> [PASSAGE SHOWN]:
Last month, the Orange City Council approved Orange Park Acres, a planned housing development on 51 acres in the northeast part of the city. Residents and activists who have long been against the development immediately vowed to seek a referendum.

The group needed more than 7,100 signatures to place the issue on the next ballot. Tom Davidson, spokesman for the opponents, said Tuesday that the group far exceeded the minimum, turning in 12,081 signatures to assure enough valid signatures were collected.

And to publicly demonstrate their determination to see the issue through, the opponents brought a donkey with them to City Hall.

“Matilda [the donkey] represents the stubborn resistance by Orange voters when they don’t think their City Council is paying attention to residents’ needs for parks and open space,” stated a news release.

The city clerk’s office will do a rough count of the signatures Wednesday. If there are at least 7,169, they will be delivered to the Orange County Registrar of Voters.

The registrar’s office has 30 days to match each signature with official voting lists to verify each person is registered to vote in Orange.

If the registrar validates enough signatures, the issue goes back to the City Council. The Council can either vote to overturn their June 14 approval of the development plans or let the issue go to the voters. If voters reject the development, it has the effect of overruling the City Council.

The opponents said that at the council meeting Tuesday they will ask the council once again to reject the development plans.

The land, which once was a privately operated nine-hole golf course and swimming club, is one of the last areas of open space in Orange. The city, like most communities in North Orange County, is “park poor,” based on generally accepted recommendations for open space in a community.

> [INSTRUCTIONS TO FOLLOW]: Copy the housing-development article, starting with "Last month, the" and going on through "seek a referendum.", and put "the housing proposal" in place of "Orange Park Acres".

> [INFORMATION SHOWN]:

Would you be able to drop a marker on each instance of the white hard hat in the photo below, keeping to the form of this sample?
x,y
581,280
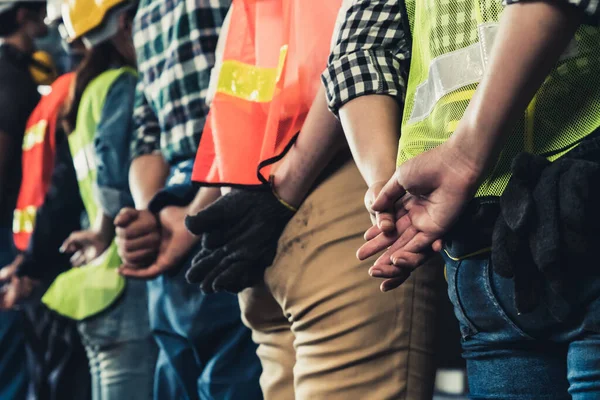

> [ANSWER FOR THIS EXERCISE]:
Last month, the Orange City Council approved the housing proposal, a planned housing development on 51 acres in the northeast part of the city. Residents and activists who have long been against the development immediately vowed to seek a referendum.